▶ [Exercise objective]:
Find the line that holds "is the water?" in the material below. Output that line and each one after it exactly, but not the pictures.

▶ [Source material]:
:::::

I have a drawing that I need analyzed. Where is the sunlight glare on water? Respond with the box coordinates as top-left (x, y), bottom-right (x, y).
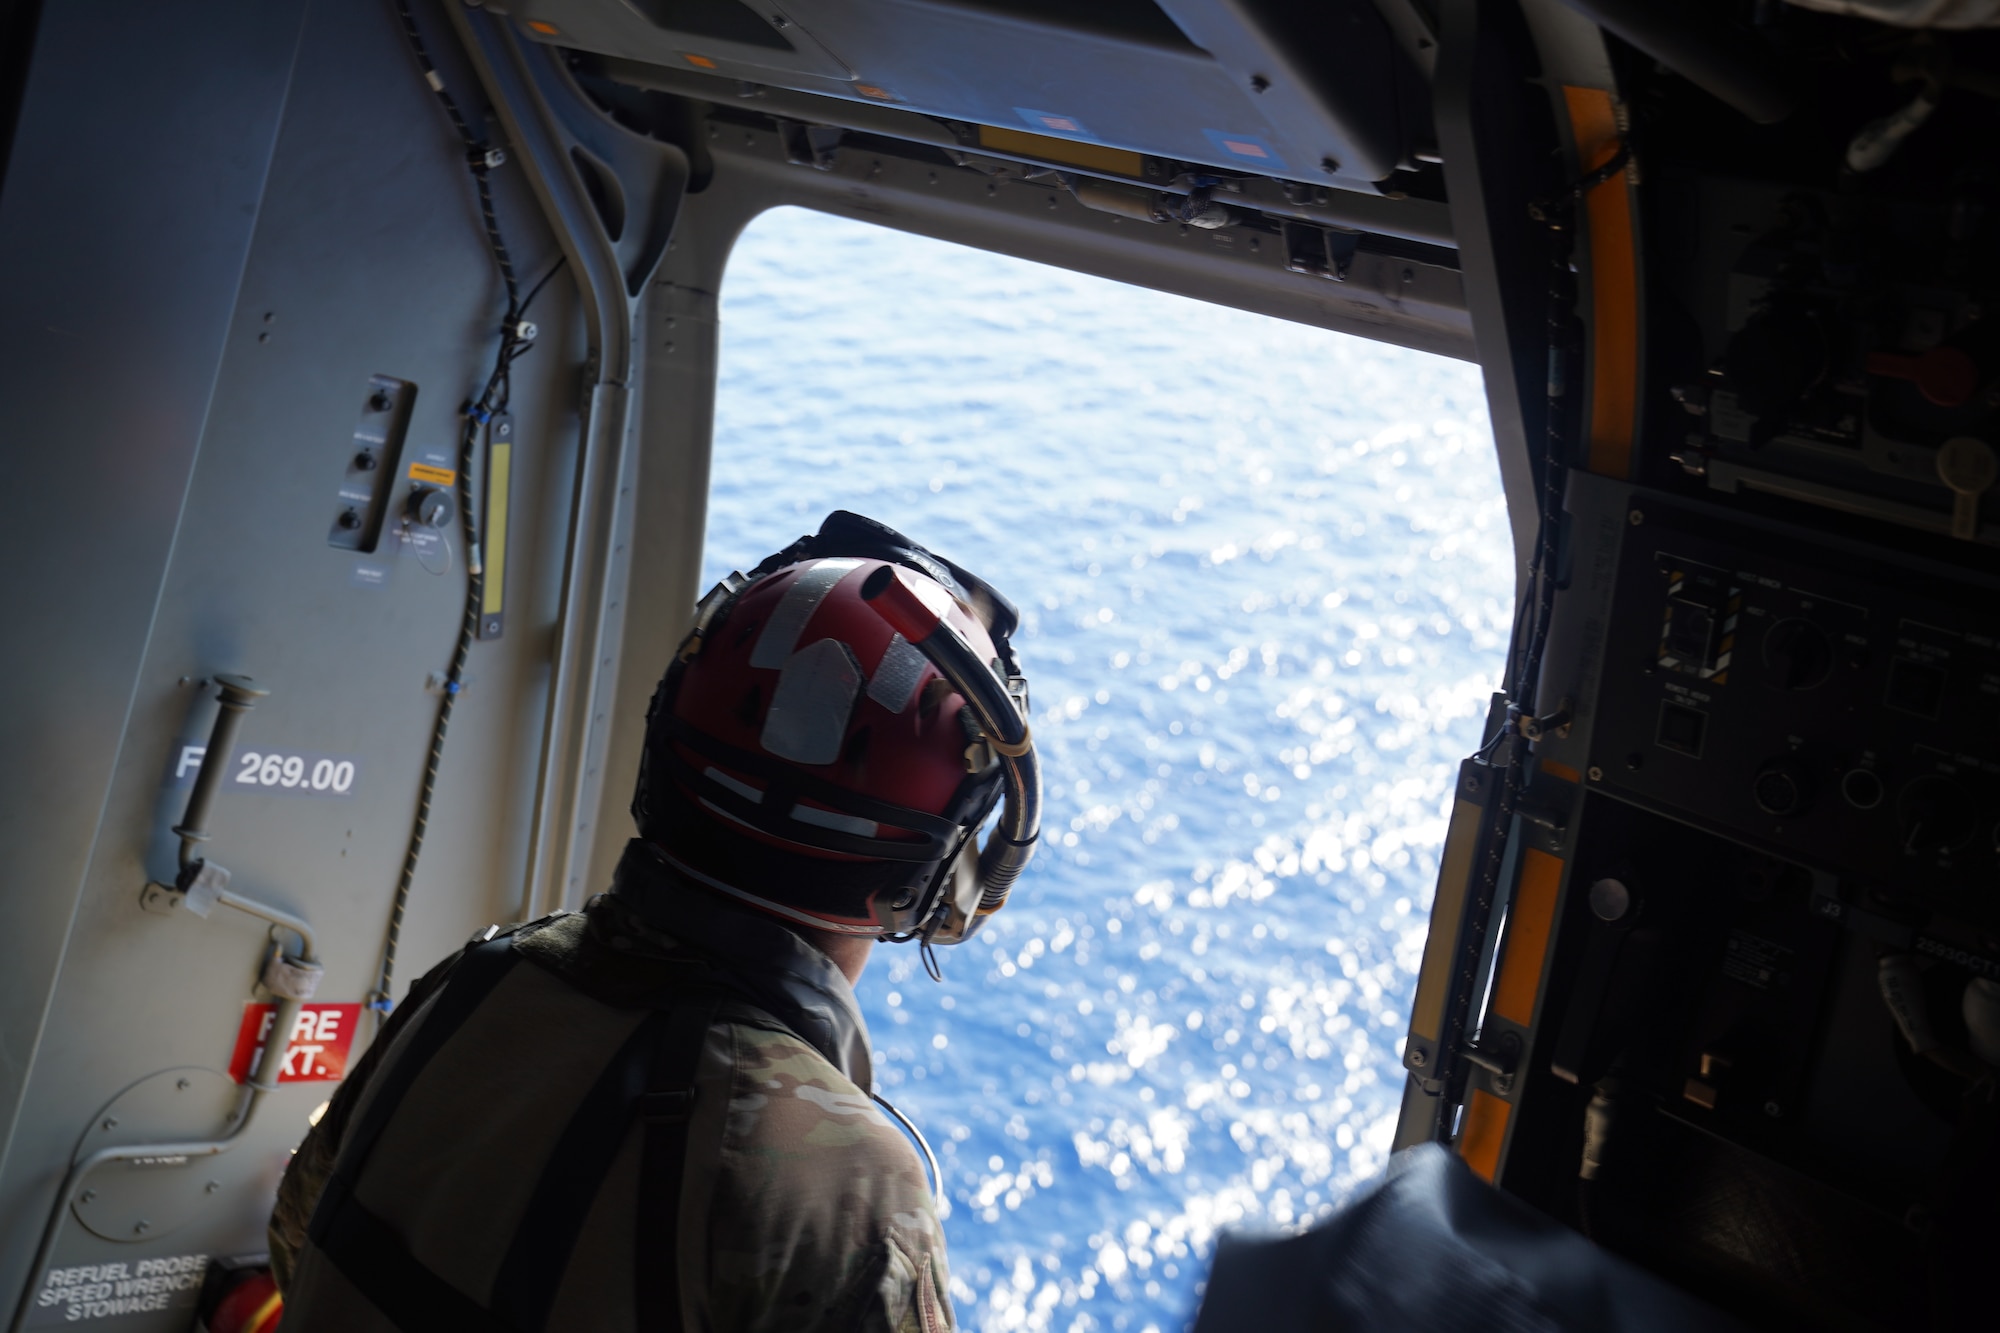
top-left (703, 206), bottom-right (1510, 1332)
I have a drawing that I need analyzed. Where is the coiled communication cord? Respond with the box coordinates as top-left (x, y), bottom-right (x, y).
top-left (371, 0), bottom-right (562, 1015)
top-left (871, 1091), bottom-right (944, 1203)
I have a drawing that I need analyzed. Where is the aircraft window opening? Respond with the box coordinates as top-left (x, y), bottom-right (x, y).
top-left (705, 205), bottom-right (1510, 1328)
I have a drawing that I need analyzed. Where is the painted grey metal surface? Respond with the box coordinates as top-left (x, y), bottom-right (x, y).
top-left (0, 0), bottom-right (602, 1317)
top-left (512, 0), bottom-right (1426, 189)
top-left (0, 0), bottom-right (311, 1298)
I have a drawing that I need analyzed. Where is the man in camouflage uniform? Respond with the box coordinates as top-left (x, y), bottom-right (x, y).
top-left (270, 513), bottom-right (1038, 1333)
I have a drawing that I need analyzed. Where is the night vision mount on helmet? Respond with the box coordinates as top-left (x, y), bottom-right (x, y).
top-left (633, 511), bottom-right (1042, 946)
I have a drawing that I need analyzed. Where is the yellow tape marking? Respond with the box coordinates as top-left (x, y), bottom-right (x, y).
top-left (975, 125), bottom-right (1143, 178)
top-left (408, 462), bottom-right (456, 486)
top-left (483, 442), bottom-right (510, 618)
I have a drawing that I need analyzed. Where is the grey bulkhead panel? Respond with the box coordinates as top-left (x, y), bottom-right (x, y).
top-left (0, 0), bottom-right (640, 1308)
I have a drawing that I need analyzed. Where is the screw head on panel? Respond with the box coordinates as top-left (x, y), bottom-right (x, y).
top-left (1628, 509), bottom-right (1645, 526)
top-left (1587, 766), bottom-right (1605, 782)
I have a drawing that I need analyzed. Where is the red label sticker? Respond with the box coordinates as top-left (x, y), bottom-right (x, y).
top-left (227, 1003), bottom-right (360, 1084)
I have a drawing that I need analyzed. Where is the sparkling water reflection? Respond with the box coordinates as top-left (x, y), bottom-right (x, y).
top-left (704, 207), bottom-right (1510, 1332)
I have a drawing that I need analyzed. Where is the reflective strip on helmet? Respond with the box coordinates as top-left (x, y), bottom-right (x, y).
top-left (703, 767), bottom-right (763, 802)
top-left (749, 557), bottom-right (864, 670)
top-left (791, 803), bottom-right (881, 838)
top-left (866, 633), bottom-right (928, 714)
top-left (761, 637), bottom-right (862, 765)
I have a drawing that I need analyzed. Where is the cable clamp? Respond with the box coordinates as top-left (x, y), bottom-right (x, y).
top-left (1529, 142), bottom-right (1632, 223)
top-left (987, 725), bottom-right (1033, 758)
top-left (1516, 699), bottom-right (1574, 743)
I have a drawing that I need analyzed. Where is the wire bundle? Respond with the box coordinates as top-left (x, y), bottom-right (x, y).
top-left (372, 0), bottom-right (563, 1013)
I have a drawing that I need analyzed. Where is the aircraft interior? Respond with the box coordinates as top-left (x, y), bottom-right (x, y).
top-left (3, 0), bottom-right (1998, 1328)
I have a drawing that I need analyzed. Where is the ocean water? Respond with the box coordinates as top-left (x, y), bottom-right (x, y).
top-left (702, 206), bottom-right (1511, 1332)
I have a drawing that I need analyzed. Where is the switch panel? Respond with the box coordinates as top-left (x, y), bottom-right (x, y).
top-left (327, 375), bottom-right (415, 552)
top-left (1592, 504), bottom-right (2000, 927)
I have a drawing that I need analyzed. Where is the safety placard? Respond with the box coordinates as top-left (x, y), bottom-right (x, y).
top-left (227, 1003), bottom-right (360, 1084)
top-left (407, 461), bottom-right (456, 486)
top-left (29, 1254), bottom-right (206, 1326)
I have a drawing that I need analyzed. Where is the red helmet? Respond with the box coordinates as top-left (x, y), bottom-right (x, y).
top-left (633, 513), bottom-right (1040, 943)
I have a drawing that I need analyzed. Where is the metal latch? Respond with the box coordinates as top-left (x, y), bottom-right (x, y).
top-left (1281, 221), bottom-right (1360, 282)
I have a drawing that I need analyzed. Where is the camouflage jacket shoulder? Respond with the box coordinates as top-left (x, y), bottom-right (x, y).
top-left (270, 902), bottom-right (953, 1333)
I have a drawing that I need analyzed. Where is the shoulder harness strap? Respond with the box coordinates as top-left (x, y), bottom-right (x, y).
top-left (309, 934), bottom-right (721, 1333)
top-left (308, 935), bottom-right (521, 1330)
top-left (636, 997), bottom-right (721, 1333)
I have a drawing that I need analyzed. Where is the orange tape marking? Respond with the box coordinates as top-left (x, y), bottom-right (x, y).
top-left (1459, 1088), bottom-right (1513, 1183)
top-left (1562, 86), bottom-right (1639, 480)
top-left (1491, 848), bottom-right (1565, 1028)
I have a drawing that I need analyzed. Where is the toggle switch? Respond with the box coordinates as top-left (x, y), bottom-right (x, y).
top-left (1867, 345), bottom-right (1978, 408)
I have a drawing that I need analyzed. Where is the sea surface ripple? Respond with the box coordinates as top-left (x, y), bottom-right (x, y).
top-left (703, 207), bottom-right (1510, 1332)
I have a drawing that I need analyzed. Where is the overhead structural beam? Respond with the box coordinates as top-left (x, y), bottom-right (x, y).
top-left (593, 58), bottom-right (1456, 249)
top-left (1553, 0), bottom-right (1794, 123)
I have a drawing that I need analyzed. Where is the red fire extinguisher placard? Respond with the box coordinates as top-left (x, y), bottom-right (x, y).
top-left (227, 1002), bottom-right (360, 1084)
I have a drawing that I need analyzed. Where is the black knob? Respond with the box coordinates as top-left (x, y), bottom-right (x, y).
top-left (1898, 776), bottom-right (1977, 857)
top-left (1762, 619), bottom-right (1833, 691)
top-left (1841, 767), bottom-right (1885, 810)
top-left (406, 487), bottom-right (456, 529)
top-left (354, 449), bottom-right (378, 472)
top-left (1753, 757), bottom-right (1812, 816)
top-left (336, 508), bottom-right (361, 531)
top-left (369, 389), bottom-right (395, 412)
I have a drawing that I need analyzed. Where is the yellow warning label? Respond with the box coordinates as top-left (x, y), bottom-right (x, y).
top-left (408, 463), bottom-right (456, 486)
top-left (975, 125), bottom-right (1143, 179)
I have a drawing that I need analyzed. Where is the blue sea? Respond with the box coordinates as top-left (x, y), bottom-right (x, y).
top-left (702, 207), bottom-right (1510, 1332)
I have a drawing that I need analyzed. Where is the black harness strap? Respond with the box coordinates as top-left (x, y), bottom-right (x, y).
top-left (309, 930), bottom-right (725, 1333)
top-left (314, 1199), bottom-right (518, 1333)
top-left (635, 999), bottom-right (721, 1333)
top-left (311, 937), bottom-right (521, 1247)
top-left (489, 1014), bottom-right (660, 1329)
top-left (308, 936), bottom-right (522, 1329)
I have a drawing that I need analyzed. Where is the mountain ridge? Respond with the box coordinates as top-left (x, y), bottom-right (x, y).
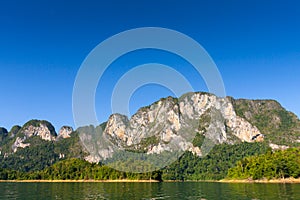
top-left (0, 91), bottom-right (299, 175)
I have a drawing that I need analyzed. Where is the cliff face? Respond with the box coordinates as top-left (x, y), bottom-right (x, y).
top-left (57, 126), bottom-right (74, 139)
top-left (0, 120), bottom-right (77, 154)
top-left (22, 123), bottom-right (56, 141)
top-left (82, 92), bottom-right (268, 163)
top-left (233, 99), bottom-right (300, 145)
top-left (10, 120), bottom-right (57, 152)
top-left (0, 120), bottom-right (84, 171)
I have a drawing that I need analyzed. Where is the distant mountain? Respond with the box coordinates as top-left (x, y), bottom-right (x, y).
top-left (0, 91), bottom-right (299, 179)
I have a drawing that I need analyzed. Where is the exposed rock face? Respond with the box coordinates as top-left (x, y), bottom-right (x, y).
top-left (59, 153), bottom-right (65, 159)
top-left (0, 91), bottom-right (298, 171)
top-left (233, 99), bottom-right (300, 144)
top-left (11, 120), bottom-right (57, 152)
top-left (22, 124), bottom-right (56, 141)
top-left (82, 92), bottom-right (263, 163)
top-left (189, 146), bottom-right (202, 156)
top-left (79, 125), bottom-right (115, 162)
top-left (12, 137), bottom-right (30, 152)
top-left (85, 155), bottom-right (103, 163)
top-left (269, 143), bottom-right (289, 151)
top-left (105, 97), bottom-right (182, 147)
top-left (58, 126), bottom-right (73, 139)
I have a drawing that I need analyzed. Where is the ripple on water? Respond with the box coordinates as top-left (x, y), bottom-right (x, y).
top-left (0, 182), bottom-right (300, 200)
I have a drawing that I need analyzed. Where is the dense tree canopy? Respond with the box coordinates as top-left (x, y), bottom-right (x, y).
top-left (227, 148), bottom-right (300, 180)
top-left (0, 142), bottom-right (271, 181)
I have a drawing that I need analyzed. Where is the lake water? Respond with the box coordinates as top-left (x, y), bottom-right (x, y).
top-left (0, 182), bottom-right (300, 200)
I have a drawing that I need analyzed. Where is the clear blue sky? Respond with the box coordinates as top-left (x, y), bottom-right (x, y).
top-left (0, 0), bottom-right (299, 131)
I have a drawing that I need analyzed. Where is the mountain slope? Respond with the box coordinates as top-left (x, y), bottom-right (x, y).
top-left (233, 98), bottom-right (300, 145)
top-left (80, 92), bottom-right (300, 166)
top-left (0, 120), bottom-right (86, 172)
top-left (0, 91), bottom-right (299, 176)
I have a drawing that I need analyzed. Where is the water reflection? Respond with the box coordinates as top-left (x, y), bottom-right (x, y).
top-left (0, 182), bottom-right (299, 200)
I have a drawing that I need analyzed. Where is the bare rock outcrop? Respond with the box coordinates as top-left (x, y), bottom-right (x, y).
top-left (83, 92), bottom-right (263, 163)
top-left (22, 123), bottom-right (56, 141)
top-left (57, 126), bottom-right (74, 139)
top-left (11, 120), bottom-right (57, 152)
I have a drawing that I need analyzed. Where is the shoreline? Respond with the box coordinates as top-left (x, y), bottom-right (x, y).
top-left (1, 178), bottom-right (300, 183)
top-left (0, 179), bottom-right (160, 183)
top-left (219, 178), bottom-right (300, 183)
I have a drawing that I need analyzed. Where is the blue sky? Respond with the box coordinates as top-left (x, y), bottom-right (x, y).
top-left (0, 0), bottom-right (299, 131)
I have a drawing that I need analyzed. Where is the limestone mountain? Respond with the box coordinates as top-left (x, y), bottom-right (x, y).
top-left (79, 92), bottom-right (300, 166)
top-left (232, 98), bottom-right (300, 146)
top-left (0, 120), bottom-right (84, 172)
top-left (0, 91), bottom-right (299, 173)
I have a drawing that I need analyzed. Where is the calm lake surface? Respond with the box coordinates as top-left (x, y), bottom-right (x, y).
top-left (0, 182), bottom-right (300, 200)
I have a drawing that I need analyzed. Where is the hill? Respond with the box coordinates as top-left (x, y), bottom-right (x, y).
top-left (0, 91), bottom-right (299, 180)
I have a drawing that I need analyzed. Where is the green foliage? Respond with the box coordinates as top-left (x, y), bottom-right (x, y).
top-left (0, 158), bottom-right (162, 181)
top-left (9, 125), bottom-right (21, 137)
top-left (227, 148), bottom-right (300, 180)
top-left (1, 95), bottom-right (300, 181)
top-left (0, 136), bottom-right (270, 181)
top-left (162, 142), bottom-right (270, 180)
top-left (124, 135), bottom-right (160, 153)
top-left (0, 127), bottom-right (8, 142)
top-left (0, 140), bottom-right (269, 181)
top-left (0, 127), bottom-right (8, 135)
top-left (233, 99), bottom-right (300, 146)
top-left (0, 131), bottom-right (86, 172)
top-left (54, 131), bottom-right (87, 159)
top-left (0, 138), bottom-right (59, 172)
top-left (0, 125), bottom-right (22, 147)
top-left (99, 122), bottom-right (107, 130)
top-left (192, 133), bottom-right (205, 147)
top-left (138, 135), bottom-right (159, 152)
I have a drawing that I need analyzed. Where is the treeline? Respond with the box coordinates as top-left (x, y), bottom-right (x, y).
top-left (227, 148), bottom-right (300, 180)
top-left (0, 142), bottom-right (271, 181)
top-left (0, 158), bottom-right (162, 181)
top-left (162, 142), bottom-right (270, 180)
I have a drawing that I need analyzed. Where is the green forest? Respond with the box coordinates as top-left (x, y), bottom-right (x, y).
top-left (0, 158), bottom-right (162, 181)
top-left (2, 142), bottom-right (294, 181)
top-left (1, 101), bottom-right (300, 182)
top-left (227, 148), bottom-right (300, 180)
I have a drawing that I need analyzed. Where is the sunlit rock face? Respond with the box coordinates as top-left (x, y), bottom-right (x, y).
top-left (58, 126), bottom-right (74, 139)
top-left (22, 124), bottom-right (56, 141)
top-left (84, 92), bottom-right (262, 162)
top-left (11, 120), bottom-right (57, 152)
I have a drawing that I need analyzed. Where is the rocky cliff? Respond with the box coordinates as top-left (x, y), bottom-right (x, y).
top-left (232, 98), bottom-right (300, 145)
top-left (0, 120), bottom-right (84, 171)
top-left (10, 120), bottom-right (57, 152)
top-left (104, 93), bottom-right (261, 151)
top-left (57, 126), bottom-right (74, 139)
top-left (0, 91), bottom-right (299, 171)
top-left (79, 92), bottom-right (299, 165)
top-left (0, 120), bottom-right (76, 154)
top-left (104, 93), bottom-right (261, 154)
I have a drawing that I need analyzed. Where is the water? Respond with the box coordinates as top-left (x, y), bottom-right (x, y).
top-left (0, 182), bottom-right (300, 200)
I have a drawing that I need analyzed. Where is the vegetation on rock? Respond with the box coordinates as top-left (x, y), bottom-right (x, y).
top-left (0, 92), bottom-right (300, 181)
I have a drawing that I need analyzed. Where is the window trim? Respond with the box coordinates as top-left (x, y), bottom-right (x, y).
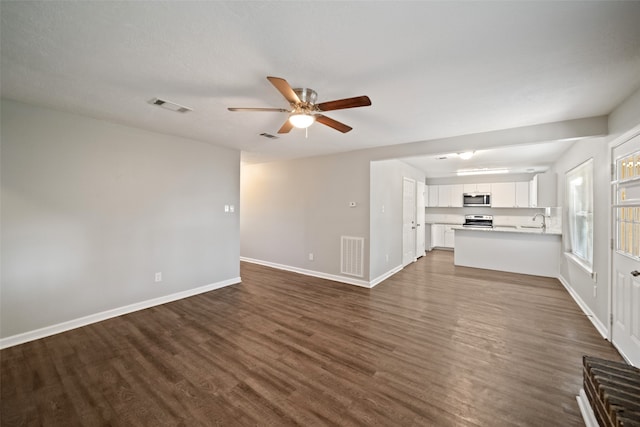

:::::

▶ [Completed task]:
I have a drawing that I need analyzed. Where is the water? Respond with the box coordinates as top-left (x, y), bottom-right (x, y).
top-left (0, 182), bottom-right (300, 200)
I have a drawing that I need analyzed. Where is the vegetation on rock? Respond with the box coordinates as top-left (x, y), bottom-right (x, y).
top-left (0, 92), bottom-right (300, 181)
I have a drawing that I need analyzed. Where is the window trim? Respond with the box coordinates as top-left (x, y), bottom-right (x, y).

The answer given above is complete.